*Work instructions*.
Character for character, reproduce every entry below.

*Extracted data*.
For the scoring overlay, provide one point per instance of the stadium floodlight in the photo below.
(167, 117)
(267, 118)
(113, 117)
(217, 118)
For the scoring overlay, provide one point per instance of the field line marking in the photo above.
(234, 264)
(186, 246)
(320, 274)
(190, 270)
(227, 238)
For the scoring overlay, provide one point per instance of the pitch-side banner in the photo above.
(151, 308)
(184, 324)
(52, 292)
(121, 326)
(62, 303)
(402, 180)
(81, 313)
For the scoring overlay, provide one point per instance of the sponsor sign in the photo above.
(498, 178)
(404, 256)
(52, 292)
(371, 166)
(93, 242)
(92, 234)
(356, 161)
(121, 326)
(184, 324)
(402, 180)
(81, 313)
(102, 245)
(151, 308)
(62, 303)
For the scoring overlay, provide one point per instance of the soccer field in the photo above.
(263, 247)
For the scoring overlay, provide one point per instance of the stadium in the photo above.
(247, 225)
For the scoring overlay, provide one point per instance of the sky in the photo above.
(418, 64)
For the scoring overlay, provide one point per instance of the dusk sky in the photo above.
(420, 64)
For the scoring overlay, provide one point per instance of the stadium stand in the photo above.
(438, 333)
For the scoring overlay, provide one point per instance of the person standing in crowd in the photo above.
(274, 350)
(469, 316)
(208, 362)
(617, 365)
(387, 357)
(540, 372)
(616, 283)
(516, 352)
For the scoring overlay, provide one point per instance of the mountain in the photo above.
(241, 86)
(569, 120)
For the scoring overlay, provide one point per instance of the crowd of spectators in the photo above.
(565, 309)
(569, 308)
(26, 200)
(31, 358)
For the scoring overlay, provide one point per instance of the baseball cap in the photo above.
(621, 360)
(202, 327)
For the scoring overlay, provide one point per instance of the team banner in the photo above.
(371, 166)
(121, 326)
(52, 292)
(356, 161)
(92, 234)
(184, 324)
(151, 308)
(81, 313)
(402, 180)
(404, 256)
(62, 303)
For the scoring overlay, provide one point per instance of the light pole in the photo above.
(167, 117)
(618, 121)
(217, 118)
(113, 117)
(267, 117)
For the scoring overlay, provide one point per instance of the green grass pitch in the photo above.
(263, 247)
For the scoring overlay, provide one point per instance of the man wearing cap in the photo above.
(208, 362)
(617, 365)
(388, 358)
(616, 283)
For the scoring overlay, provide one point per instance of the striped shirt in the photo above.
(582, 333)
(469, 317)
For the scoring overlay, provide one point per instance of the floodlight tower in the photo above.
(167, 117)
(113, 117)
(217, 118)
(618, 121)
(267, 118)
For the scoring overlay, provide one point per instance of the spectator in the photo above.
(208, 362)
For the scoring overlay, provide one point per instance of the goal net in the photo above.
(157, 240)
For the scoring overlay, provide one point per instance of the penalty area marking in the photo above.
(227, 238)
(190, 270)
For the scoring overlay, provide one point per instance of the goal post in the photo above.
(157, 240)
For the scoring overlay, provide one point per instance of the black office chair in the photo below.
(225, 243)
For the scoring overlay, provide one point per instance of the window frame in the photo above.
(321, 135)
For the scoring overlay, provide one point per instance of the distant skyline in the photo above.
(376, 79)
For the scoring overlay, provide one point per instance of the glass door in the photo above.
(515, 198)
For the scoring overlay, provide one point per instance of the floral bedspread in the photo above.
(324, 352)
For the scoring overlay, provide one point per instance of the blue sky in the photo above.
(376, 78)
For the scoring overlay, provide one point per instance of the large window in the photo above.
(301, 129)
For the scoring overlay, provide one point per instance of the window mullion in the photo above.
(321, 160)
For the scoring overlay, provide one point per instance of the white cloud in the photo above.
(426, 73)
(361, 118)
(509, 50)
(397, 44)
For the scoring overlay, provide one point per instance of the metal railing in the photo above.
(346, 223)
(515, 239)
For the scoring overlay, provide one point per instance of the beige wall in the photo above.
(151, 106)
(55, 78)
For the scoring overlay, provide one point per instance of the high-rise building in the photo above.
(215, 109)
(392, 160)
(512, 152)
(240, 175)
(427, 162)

*Response box*.
For the scoring overlay, provide one point per instance of the stadium floodlight in the photo below.
(167, 117)
(267, 118)
(113, 117)
(217, 118)
For the scoring overlay, provide one point per instance of the field line marking in the photo above.
(234, 264)
(186, 246)
(320, 274)
(190, 270)
(227, 238)
For the scoring overlay, provide one point per instance of the pitch-side banner in the photo above.
(151, 308)
(184, 324)
(52, 292)
(121, 326)
(62, 303)
(402, 180)
(81, 313)
For the scoring overlay, provide one point per instance of the sponsor sign in the photo above.
(498, 178)
(404, 256)
(52, 292)
(371, 166)
(93, 242)
(92, 234)
(356, 161)
(121, 326)
(184, 324)
(402, 180)
(81, 313)
(102, 245)
(151, 308)
(62, 303)
For the scoring overlay, provide one point per instance of the soccer field in the photo above.
(263, 247)
For the scoring overlay, provide one point per instance of the stadium in the photo above.
(247, 225)
For the scoring overlay, provide one point per instance of the sky in the photo above.
(418, 64)
For the scoring overlay, provide one point per instance of the dusk sky in the photo above.
(420, 64)
For the scoring overlay, provide one point per instance of the stadium stand in the photo above.
(438, 333)
For the scoring overlay, provide one point per instance of the person standing in crowd in the photo above.
(274, 350)
(469, 316)
(208, 362)
(617, 365)
(387, 357)
(540, 372)
(616, 283)
(516, 352)
For the scoring overlay, provide one point per instance of the mountain in the photo above.
(241, 86)
(569, 120)
For the scoring overlay, provide one point per instance of the crowd of spectators in the photo above.
(565, 309)
(569, 308)
(26, 200)
(31, 358)
For the scoring overlay, provide one point per instance of the baseball cap in the photo above.
(621, 360)
(202, 327)
For the scoring overlay, provide one point per instance of the team banner in the photo above.
(371, 166)
(121, 326)
(52, 292)
(356, 161)
(92, 234)
(184, 324)
(151, 308)
(81, 313)
(402, 180)
(404, 256)
(62, 303)
For the scoring overlay, provide one point per instance of the light pole in the photo above.
(167, 117)
(618, 121)
(217, 118)
(113, 117)
(267, 117)
For the scoring overlay, provide one point per instance of the green grass pitch in the photo above.
(263, 247)
For the scoring overlay, provide one point per instance of the man wearing cap in the photo above.
(208, 362)
(617, 365)
(388, 358)
(616, 283)
For the scoring overlay, provide one point per instance of the striped shirt in the photo above.
(582, 333)
(469, 317)
For the scoring overlay, provide one point per instance of the floodlight tower in the photo above.
(167, 117)
(113, 117)
(217, 118)
(618, 121)
(267, 118)
For the scoring overlay, provide one point per instance of the spectator in the photo above.
(208, 362)
For the scoring overlay, provide one point per instance of the goal net in the photo above.
(157, 240)
For the scoring overlay, provide one point per instance of the penalty area marking in the photo above.
(227, 238)
(190, 270)
For the scoring overlay, provide one point per instance of the goal post in the photo above.
(157, 240)
For the scoring overlay, provide one point per instance of the black office chair in the photo below.
(225, 243)
For the scoring overlay, provide one point per instance of the window frame in the photo above.
(321, 135)
For the scoring overlay, provide one point per instance of the distant skyline in the photo above.
(376, 79)
For the scoring overlay, provide one point per instance of the glass door in the photo above.
(515, 198)
For the scoring overlay, provide one point per instance of the floral bedspread in the photo above.
(324, 352)
For the scoring overlay, provide one point per instance of the blue sky in the photo above.
(376, 78)
For the scoring overlay, provide one point per instance of the large window in the photo above.
(301, 129)
For the scoring overlay, provide one point per instance of the window mullion in the photo above.
(321, 160)
For the scoring overlay, provide one point per instance of the white cloud in the photo above.
(426, 73)
(361, 118)
(509, 50)
(397, 44)
For the scoring overlay, provide one point per instance of the metal railing in the photo above.
(346, 223)
(515, 239)
For the scoring overlay, provide one point per instance of the beige wall in the photo above.
(151, 106)
(55, 78)
For the scoring overlay, provide one point per instance of the high-rise building in the photo above.
(215, 109)
(392, 160)
(512, 152)
(240, 175)
(427, 162)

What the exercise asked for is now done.